Nothing but a number should be returned: the count of lines in the records that contain "water".
[[ Information given open ]]
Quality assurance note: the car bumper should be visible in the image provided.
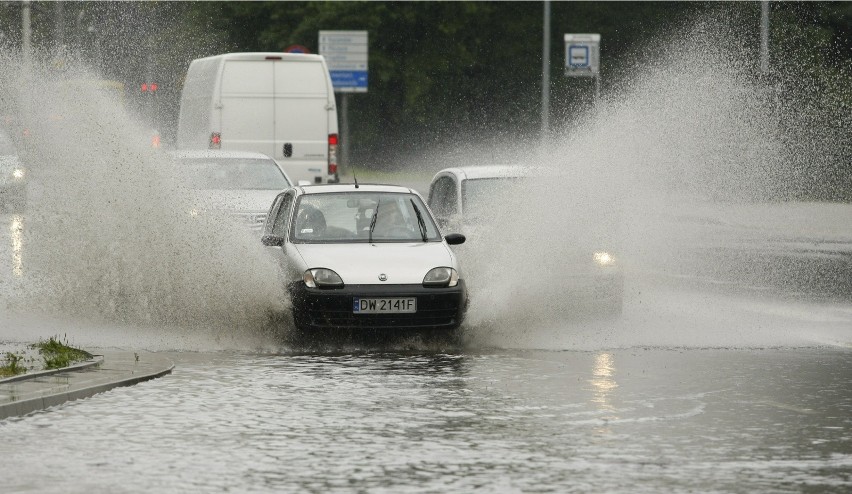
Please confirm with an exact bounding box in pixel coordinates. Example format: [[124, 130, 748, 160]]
[[289, 280, 468, 331]]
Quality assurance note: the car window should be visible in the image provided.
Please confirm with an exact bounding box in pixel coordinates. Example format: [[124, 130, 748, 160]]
[[177, 158, 291, 189], [429, 176, 458, 217], [272, 191, 294, 237], [291, 192, 441, 243], [264, 194, 285, 234], [462, 177, 526, 219]]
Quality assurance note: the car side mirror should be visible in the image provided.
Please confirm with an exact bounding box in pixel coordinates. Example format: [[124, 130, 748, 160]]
[[444, 233, 465, 245], [261, 234, 285, 247]]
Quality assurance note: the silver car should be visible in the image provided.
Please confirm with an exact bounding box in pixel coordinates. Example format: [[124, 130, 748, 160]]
[[169, 150, 292, 232], [428, 165, 623, 315], [261, 184, 468, 333]]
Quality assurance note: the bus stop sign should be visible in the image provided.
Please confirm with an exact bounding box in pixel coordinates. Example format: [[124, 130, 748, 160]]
[[564, 33, 600, 77]]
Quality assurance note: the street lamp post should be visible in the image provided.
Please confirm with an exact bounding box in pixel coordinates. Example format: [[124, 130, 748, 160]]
[[22, 0, 32, 65], [760, 1, 770, 74], [541, 0, 551, 139]]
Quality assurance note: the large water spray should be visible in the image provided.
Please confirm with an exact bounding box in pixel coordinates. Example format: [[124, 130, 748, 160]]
[[0, 51, 286, 350], [436, 13, 852, 349]]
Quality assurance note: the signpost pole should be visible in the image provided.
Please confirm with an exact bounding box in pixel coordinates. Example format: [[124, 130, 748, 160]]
[[595, 75, 600, 105]]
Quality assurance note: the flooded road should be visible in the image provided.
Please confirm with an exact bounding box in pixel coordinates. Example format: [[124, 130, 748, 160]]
[[1, 348, 850, 492], [1, 16, 851, 490]]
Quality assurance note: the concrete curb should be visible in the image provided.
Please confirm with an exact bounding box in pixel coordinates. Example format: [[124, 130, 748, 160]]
[[0, 351, 174, 421], [0, 355, 105, 384]]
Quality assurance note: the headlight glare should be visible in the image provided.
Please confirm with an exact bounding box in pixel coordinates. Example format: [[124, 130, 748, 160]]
[[12, 168, 24, 180], [304, 268, 344, 288], [423, 267, 459, 287], [593, 251, 616, 267]]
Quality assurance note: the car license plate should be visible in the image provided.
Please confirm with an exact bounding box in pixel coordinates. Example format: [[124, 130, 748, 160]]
[[353, 298, 416, 314]]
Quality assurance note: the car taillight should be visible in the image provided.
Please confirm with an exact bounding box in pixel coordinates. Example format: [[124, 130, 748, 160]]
[[328, 133, 338, 176], [210, 132, 221, 149]]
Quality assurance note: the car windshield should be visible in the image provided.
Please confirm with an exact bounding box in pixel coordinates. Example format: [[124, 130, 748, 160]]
[[177, 158, 290, 190], [462, 177, 528, 219], [292, 192, 441, 243]]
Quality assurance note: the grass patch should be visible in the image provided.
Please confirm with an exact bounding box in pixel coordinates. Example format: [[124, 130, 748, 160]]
[[0, 352, 27, 377], [30, 336, 93, 370]]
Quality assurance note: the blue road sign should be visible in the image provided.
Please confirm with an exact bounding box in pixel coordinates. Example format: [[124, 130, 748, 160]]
[[330, 70, 368, 92], [568, 45, 590, 68]]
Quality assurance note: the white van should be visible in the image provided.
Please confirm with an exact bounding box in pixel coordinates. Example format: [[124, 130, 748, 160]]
[[177, 52, 340, 184]]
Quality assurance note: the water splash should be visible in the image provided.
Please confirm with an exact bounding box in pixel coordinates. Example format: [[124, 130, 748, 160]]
[[431, 12, 852, 349], [0, 48, 286, 350]]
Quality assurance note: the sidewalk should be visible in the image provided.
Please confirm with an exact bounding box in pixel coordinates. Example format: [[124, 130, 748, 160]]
[[0, 351, 174, 420]]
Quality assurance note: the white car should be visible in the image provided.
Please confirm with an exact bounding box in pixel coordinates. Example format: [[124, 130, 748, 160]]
[[428, 165, 623, 315], [261, 184, 468, 334], [168, 150, 292, 232]]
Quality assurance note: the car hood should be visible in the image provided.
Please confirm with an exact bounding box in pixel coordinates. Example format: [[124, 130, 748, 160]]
[[189, 189, 279, 212], [292, 241, 457, 285]]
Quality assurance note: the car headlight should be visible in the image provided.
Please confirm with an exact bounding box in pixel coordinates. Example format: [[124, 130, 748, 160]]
[[423, 267, 459, 287], [188, 208, 202, 217], [304, 268, 344, 288], [593, 251, 616, 267], [12, 168, 24, 180]]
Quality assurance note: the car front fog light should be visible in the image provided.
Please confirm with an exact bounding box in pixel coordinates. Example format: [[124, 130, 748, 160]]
[[12, 168, 24, 180], [423, 267, 458, 287], [594, 251, 616, 267], [304, 268, 344, 288]]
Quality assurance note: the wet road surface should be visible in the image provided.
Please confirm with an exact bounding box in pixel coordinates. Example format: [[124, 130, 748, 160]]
[[1, 348, 851, 493]]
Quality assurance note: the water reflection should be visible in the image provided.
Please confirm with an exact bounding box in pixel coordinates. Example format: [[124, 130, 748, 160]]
[[10, 214, 22, 277], [590, 352, 619, 420]]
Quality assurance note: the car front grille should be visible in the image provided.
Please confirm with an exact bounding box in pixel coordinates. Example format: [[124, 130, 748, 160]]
[[232, 212, 267, 232]]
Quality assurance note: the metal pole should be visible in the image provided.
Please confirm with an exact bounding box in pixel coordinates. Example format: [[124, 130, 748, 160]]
[[541, 0, 551, 138], [595, 75, 600, 104], [341, 93, 350, 173], [22, 0, 31, 65], [760, 1, 769, 74], [55, 1, 65, 51]]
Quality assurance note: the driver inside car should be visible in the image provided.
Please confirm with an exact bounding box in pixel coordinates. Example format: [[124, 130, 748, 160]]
[[372, 201, 412, 237], [296, 205, 327, 238]]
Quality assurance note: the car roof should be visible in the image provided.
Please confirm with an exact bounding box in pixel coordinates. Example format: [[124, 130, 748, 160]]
[[168, 149, 293, 186], [297, 184, 417, 195], [200, 52, 325, 63], [435, 164, 534, 181], [168, 150, 276, 160]]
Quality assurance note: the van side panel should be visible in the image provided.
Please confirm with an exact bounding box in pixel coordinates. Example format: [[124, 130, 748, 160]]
[[219, 61, 276, 157], [273, 61, 329, 182], [178, 53, 341, 183], [177, 58, 220, 148]]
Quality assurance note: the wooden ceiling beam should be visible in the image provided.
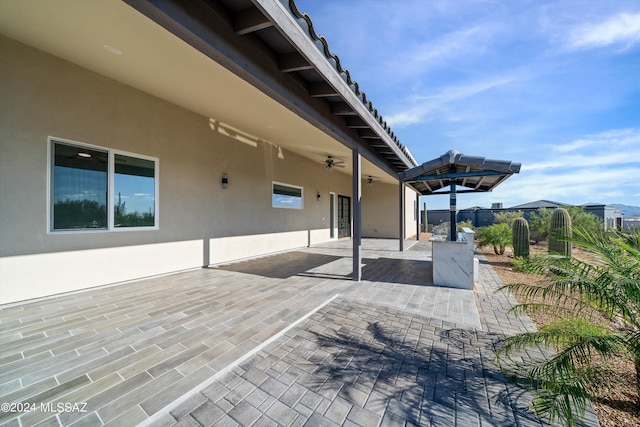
[[ Information given closed ]]
§ **Answer to the exercise**
3